Of all the entries below, retype only the lines from the one with "Target: green shrub" through the one with "Target: patio chair", exactly as they appear.

** Opening DATA TO USE block **

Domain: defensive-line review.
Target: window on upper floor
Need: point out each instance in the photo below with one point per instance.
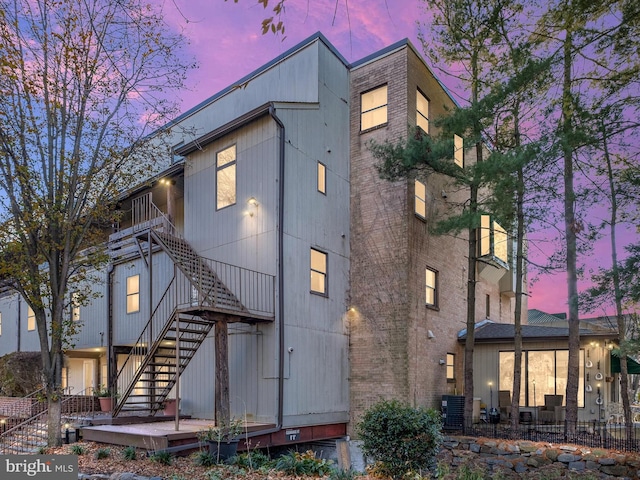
(373, 108)
(226, 177)
(493, 239)
(322, 178)
(75, 306)
(133, 294)
(458, 151)
(31, 319)
(431, 287)
(422, 111)
(318, 272)
(420, 192)
(451, 367)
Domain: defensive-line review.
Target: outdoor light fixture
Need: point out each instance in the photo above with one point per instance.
(252, 206)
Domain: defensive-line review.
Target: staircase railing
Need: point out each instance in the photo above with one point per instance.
(137, 359)
(255, 291)
(31, 433)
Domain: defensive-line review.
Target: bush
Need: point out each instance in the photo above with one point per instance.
(300, 464)
(402, 438)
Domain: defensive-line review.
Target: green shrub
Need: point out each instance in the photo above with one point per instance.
(78, 449)
(204, 459)
(252, 460)
(103, 453)
(341, 474)
(402, 438)
(129, 453)
(300, 464)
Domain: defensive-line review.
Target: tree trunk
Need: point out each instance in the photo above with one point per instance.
(572, 227)
(222, 412)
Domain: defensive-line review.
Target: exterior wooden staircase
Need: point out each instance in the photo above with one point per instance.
(201, 293)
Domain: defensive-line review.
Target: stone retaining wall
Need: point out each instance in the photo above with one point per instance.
(522, 456)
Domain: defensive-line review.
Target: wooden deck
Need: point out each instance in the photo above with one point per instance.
(156, 435)
(160, 433)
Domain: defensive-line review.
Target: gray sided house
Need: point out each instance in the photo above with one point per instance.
(267, 269)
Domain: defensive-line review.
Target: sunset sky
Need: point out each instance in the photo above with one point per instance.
(226, 40)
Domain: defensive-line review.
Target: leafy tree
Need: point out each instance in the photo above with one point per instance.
(83, 82)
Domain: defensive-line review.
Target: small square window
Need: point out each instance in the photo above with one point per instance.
(133, 294)
(493, 239)
(458, 151)
(226, 177)
(431, 288)
(422, 111)
(451, 367)
(31, 319)
(420, 199)
(322, 178)
(318, 272)
(373, 108)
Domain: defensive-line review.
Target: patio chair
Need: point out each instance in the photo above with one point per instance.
(504, 404)
(552, 411)
(615, 413)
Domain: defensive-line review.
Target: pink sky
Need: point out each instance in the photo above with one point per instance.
(227, 43)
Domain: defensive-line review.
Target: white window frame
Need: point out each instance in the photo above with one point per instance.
(318, 264)
(451, 367)
(420, 202)
(226, 176)
(374, 103)
(322, 178)
(133, 293)
(31, 319)
(494, 240)
(431, 287)
(75, 307)
(422, 111)
(458, 150)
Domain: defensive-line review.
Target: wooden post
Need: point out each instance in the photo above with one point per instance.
(222, 372)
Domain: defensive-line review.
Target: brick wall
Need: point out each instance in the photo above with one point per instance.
(391, 354)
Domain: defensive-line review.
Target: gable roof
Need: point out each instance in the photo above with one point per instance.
(491, 332)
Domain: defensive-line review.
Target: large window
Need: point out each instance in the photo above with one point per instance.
(322, 178)
(422, 111)
(431, 288)
(373, 108)
(318, 272)
(133, 294)
(31, 319)
(458, 151)
(421, 199)
(544, 372)
(226, 177)
(493, 239)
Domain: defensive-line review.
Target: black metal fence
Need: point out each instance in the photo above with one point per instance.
(594, 434)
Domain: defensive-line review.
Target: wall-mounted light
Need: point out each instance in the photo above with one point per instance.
(252, 206)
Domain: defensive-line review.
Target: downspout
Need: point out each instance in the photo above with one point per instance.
(111, 360)
(281, 189)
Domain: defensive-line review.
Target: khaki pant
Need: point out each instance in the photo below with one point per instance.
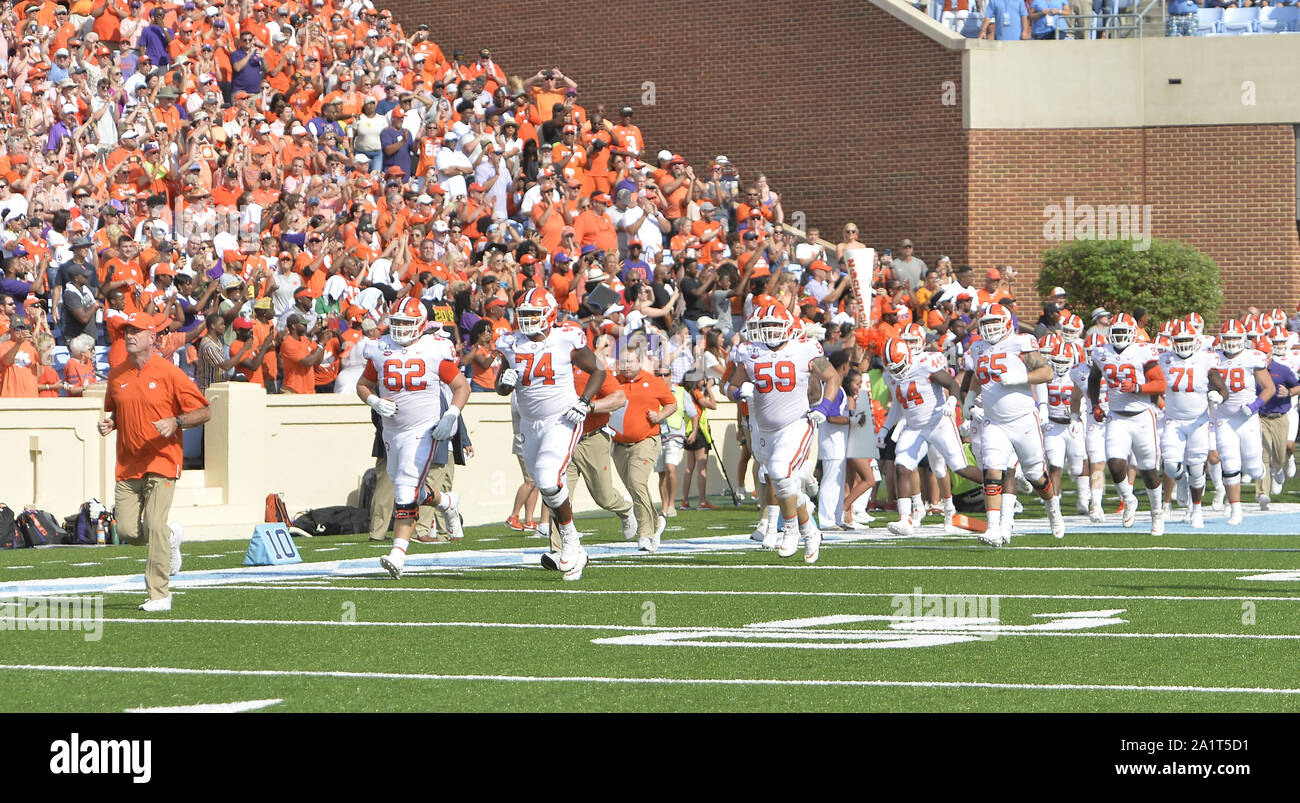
(440, 478)
(1274, 433)
(636, 464)
(382, 503)
(142, 509)
(592, 461)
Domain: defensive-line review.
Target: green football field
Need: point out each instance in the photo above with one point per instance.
(1105, 620)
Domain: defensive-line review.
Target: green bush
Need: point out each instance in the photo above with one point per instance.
(1169, 280)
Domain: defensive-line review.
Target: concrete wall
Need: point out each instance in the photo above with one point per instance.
(313, 450)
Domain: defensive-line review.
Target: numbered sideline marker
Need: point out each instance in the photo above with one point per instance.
(271, 546)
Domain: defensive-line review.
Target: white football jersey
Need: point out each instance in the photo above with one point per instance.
(780, 380)
(1079, 376)
(545, 369)
(1239, 376)
(996, 363)
(1119, 365)
(1186, 383)
(412, 377)
(1060, 393)
(915, 393)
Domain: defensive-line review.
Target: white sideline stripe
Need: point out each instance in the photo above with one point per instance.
(332, 623)
(209, 707)
(718, 593)
(654, 681)
(802, 567)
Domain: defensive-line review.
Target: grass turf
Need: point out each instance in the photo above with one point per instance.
(442, 639)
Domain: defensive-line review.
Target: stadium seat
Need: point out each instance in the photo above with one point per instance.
(1208, 21)
(1278, 18)
(1239, 21)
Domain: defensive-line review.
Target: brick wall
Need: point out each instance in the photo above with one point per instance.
(846, 112)
(1208, 187)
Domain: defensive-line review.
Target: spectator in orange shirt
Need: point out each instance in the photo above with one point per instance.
(302, 355)
(636, 445)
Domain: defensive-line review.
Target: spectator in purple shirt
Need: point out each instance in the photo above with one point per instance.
(1273, 424)
(155, 39)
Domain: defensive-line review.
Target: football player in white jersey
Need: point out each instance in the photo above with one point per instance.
(1093, 430)
(537, 365)
(403, 378)
(772, 373)
(1005, 365)
(1186, 439)
(1240, 445)
(1062, 428)
(913, 381)
(1132, 378)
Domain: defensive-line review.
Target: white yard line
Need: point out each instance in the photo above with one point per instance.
(390, 589)
(651, 681)
(332, 623)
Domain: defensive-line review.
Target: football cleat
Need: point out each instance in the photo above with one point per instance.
(393, 563)
(156, 606)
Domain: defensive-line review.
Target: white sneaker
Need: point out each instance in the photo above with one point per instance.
(811, 545)
(573, 571)
(177, 537)
(451, 509)
(1157, 522)
(789, 543)
(1056, 519)
(1095, 513)
(156, 606)
(394, 561)
(1130, 515)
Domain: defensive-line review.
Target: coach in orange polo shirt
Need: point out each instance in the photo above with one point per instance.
(636, 445)
(148, 402)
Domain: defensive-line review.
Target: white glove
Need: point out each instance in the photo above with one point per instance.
(385, 407)
(576, 415)
(446, 425)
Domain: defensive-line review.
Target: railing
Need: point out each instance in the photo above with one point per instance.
(1109, 24)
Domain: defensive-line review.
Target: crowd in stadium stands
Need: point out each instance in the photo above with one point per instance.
(268, 178)
(1014, 20)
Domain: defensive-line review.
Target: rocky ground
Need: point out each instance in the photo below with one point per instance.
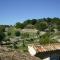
(8, 54)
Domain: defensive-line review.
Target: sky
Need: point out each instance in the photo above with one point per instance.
(12, 11)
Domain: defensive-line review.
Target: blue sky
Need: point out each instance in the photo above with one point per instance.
(12, 11)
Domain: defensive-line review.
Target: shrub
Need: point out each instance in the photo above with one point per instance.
(17, 33)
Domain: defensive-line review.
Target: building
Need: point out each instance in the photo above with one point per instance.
(45, 52)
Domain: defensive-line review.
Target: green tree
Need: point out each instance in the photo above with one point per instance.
(19, 25)
(41, 26)
(17, 33)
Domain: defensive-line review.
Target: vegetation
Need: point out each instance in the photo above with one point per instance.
(16, 38)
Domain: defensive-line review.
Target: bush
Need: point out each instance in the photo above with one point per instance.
(17, 33)
(9, 33)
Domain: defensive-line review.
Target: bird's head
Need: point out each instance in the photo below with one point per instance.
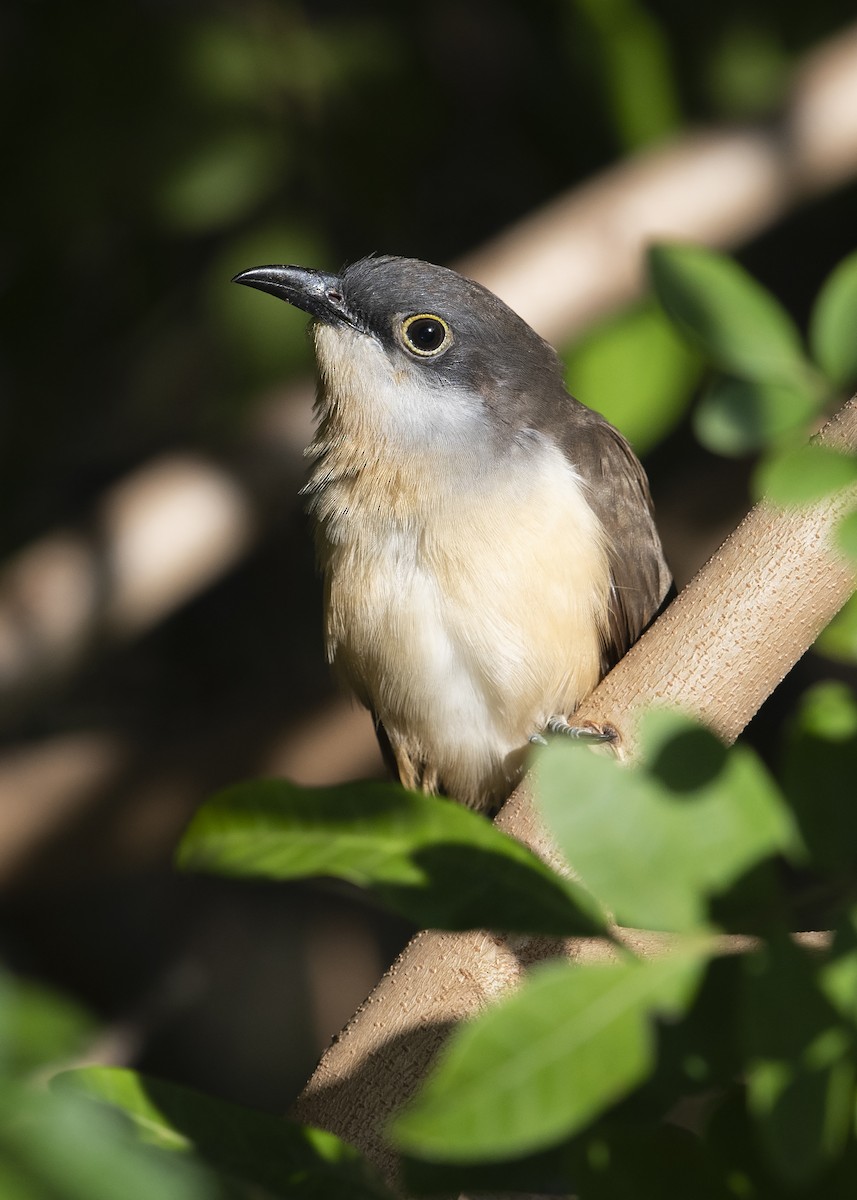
(425, 354)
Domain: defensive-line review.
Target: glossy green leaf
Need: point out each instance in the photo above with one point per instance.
(636, 371)
(256, 1147)
(736, 417)
(545, 1061)
(727, 315)
(430, 859)
(804, 475)
(801, 1062)
(833, 324)
(655, 843)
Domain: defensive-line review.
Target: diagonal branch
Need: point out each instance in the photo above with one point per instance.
(719, 651)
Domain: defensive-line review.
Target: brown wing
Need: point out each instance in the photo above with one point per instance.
(641, 582)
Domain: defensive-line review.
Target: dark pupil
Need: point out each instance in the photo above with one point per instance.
(426, 334)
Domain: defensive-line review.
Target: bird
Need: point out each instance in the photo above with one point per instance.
(487, 541)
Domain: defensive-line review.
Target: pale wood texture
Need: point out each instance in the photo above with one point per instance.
(720, 648)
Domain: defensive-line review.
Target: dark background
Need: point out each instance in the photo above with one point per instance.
(151, 150)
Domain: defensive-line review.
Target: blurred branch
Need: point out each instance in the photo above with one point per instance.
(719, 649)
(169, 529)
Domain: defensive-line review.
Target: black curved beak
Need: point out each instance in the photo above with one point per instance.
(315, 292)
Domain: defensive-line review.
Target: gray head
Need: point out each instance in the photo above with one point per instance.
(431, 329)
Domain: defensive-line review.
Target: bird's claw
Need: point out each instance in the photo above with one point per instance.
(579, 732)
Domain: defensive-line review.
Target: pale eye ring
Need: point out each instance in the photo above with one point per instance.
(426, 335)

** Closing DATA TO USE block **

YOUR RESPONSE>
Target: green shrub
Need: point out each instance in the photo above with one point per instance.
(78, 449)
(204, 459)
(252, 460)
(103, 453)
(341, 474)
(402, 438)
(129, 453)
(300, 464)
Domain: defensive-line review.
Target: tree trunk
Need: point out each instance in the photo above with one point per instance.
(572, 227)
(222, 412)
Domain: defensive-line review.
Target: exterior wooden staircase
Need: point out each instance in the photo above with one point per instance.
(201, 293)
Domain: defensive-line review.
Target: stone retaining wall
Need: point out each instance in the photo above with one point per instance.
(522, 456)
Domain: defensive-line review.
Target: wooden deck
Need: point out each instance in the photo above with one point per instance.
(156, 435)
(160, 433)
Domain: defensive-line review.
Target: gray sided house
Need: point out each instance in the photo above with one point per instance.
(267, 269)
Domain: defensive-line review.
Target: sunset sky
Need: point out each instance in the photo above with one point per instance.
(226, 40)
Domain: defensive-line review.
Target: leafy tree
Need: point out each instance in the photo above with one point per instance.
(83, 82)
Domain: defensive-line review.
Target: small square window
Need: point out each instance in the photo above with one point per instance.
(133, 294)
(493, 239)
(458, 151)
(226, 177)
(431, 288)
(422, 111)
(451, 367)
(31, 319)
(420, 199)
(322, 178)
(318, 272)
(373, 108)
Domain: defensive-line review.
Target: patio chair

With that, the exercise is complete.